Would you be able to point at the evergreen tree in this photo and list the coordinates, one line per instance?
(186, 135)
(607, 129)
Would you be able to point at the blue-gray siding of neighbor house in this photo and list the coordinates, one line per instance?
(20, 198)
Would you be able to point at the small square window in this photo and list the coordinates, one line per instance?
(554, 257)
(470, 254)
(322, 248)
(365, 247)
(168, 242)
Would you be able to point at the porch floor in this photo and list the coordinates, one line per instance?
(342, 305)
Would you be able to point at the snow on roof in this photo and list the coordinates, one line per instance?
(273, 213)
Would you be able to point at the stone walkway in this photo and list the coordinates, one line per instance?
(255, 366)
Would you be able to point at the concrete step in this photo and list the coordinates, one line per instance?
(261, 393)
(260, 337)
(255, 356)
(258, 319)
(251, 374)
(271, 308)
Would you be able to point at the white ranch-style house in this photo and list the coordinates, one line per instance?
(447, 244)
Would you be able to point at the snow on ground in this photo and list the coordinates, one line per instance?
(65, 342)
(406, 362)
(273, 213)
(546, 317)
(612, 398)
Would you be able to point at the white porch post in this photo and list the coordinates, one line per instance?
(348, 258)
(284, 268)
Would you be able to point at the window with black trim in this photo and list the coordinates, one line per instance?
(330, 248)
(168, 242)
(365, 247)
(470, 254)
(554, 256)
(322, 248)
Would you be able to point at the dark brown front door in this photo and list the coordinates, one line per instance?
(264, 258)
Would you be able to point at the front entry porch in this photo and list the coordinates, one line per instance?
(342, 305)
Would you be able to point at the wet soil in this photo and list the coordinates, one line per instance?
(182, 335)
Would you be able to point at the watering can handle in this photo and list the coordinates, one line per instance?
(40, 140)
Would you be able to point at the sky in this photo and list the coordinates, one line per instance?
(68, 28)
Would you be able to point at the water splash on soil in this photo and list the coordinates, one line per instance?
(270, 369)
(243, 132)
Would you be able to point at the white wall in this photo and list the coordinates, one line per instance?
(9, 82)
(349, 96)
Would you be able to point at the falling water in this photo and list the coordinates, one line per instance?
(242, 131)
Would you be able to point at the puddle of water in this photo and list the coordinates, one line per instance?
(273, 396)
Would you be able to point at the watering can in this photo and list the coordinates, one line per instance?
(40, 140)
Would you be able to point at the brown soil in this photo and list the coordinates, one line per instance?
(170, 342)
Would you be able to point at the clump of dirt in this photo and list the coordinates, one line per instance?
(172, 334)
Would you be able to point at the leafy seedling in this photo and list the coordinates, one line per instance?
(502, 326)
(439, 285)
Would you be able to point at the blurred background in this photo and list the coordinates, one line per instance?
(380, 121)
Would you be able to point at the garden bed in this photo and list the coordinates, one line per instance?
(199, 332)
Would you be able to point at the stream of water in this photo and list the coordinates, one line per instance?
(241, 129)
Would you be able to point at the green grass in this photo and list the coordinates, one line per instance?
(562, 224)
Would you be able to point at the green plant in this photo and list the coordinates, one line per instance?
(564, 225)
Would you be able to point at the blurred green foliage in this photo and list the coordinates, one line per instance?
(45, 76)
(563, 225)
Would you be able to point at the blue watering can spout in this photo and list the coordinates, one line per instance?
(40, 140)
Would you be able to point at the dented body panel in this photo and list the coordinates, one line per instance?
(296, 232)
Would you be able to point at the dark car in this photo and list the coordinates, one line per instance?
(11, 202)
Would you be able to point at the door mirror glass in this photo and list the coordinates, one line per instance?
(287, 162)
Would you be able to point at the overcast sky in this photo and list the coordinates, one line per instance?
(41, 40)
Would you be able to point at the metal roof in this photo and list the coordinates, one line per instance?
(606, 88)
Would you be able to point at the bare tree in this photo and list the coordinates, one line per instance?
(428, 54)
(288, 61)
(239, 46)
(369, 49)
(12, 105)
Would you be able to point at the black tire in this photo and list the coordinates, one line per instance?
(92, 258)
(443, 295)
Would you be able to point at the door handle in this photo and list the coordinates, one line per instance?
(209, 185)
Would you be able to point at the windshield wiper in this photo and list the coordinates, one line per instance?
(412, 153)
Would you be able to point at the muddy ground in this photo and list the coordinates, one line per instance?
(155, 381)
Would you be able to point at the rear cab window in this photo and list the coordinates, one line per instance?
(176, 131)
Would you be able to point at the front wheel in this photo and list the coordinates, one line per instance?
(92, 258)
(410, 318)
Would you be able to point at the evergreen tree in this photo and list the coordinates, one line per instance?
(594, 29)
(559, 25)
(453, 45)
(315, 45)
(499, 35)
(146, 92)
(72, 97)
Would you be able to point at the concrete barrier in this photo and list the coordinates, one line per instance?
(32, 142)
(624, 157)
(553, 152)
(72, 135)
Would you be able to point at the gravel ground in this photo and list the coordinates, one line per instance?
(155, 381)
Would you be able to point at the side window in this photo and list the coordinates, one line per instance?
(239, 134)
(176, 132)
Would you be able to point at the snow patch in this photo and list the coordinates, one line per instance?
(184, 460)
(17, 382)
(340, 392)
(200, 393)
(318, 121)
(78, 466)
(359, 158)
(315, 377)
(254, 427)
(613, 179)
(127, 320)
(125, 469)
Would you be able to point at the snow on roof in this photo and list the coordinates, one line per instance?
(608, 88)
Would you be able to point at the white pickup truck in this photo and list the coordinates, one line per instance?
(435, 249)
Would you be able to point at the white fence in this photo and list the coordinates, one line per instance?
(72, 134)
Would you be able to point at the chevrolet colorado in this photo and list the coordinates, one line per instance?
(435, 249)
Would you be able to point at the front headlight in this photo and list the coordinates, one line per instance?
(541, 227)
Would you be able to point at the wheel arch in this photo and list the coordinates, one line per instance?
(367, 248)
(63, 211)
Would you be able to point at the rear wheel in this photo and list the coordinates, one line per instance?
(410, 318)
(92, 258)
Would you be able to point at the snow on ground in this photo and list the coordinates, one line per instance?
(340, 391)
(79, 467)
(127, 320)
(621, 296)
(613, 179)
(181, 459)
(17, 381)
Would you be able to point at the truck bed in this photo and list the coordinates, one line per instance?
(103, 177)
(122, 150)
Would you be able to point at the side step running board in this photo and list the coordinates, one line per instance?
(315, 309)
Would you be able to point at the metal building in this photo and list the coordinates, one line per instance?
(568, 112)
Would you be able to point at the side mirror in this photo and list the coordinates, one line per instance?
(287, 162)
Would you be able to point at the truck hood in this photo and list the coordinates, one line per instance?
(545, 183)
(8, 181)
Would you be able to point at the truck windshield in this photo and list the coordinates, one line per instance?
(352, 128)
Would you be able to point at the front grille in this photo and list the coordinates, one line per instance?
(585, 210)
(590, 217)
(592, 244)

==

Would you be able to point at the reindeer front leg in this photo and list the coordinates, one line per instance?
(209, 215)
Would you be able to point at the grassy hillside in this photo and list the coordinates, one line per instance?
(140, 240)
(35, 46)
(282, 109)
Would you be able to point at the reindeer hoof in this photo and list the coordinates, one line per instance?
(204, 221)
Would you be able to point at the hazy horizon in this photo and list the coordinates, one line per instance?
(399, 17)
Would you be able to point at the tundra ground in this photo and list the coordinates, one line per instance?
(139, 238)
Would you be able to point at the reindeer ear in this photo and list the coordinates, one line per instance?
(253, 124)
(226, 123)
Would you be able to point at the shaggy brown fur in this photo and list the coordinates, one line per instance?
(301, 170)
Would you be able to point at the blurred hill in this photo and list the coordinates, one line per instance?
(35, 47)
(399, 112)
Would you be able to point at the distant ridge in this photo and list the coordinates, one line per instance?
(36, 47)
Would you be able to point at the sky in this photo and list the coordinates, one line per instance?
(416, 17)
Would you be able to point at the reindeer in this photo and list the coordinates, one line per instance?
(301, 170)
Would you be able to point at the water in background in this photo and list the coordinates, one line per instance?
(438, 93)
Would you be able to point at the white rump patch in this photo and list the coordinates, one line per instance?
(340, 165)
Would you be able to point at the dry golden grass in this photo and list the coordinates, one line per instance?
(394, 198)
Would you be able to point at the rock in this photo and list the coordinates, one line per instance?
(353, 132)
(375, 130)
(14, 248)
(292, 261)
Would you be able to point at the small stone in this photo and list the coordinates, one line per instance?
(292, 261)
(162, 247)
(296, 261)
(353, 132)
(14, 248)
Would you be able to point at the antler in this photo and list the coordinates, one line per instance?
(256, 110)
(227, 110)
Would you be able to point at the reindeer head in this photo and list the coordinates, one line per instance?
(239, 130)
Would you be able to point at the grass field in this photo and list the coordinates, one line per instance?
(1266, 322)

→ Your instructions:
Reproduce the stretch of data above from the line containing "Would you be able to point at the white rump" through the line containing "(1266, 322)", both lines included. Keep every request line unchanged and add 31 to each coordinate value.

→ Correct response:
Would you be able to point at the white rump patch in this photo and list the coordinates, one line per instance?
(371, 196)
Would you be able to point at the dry golden grass in this photo and list the coordinates, one line per instance?
(425, 229)
Would you be able to point at the rock in this photo and list the coordinates, one line per instance?
(384, 163)
(406, 161)
(45, 279)
(323, 292)
Would you be able to point at the small stone in this photo and list the coordinates, one line per instance?
(323, 292)
(193, 278)
(327, 292)
(384, 163)
(45, 279)
Would you be able to point at the antler in this photo and list the coordinates, one line per instance?
(287, 141)
(258, 141)
Would you be able to point at the reindeer head in this photo and list the coordinates, one line per instance?
(270, 161)
Would you be able to point at the grass field in this photo and list the coordinates, one line per instance?
(1297, 353)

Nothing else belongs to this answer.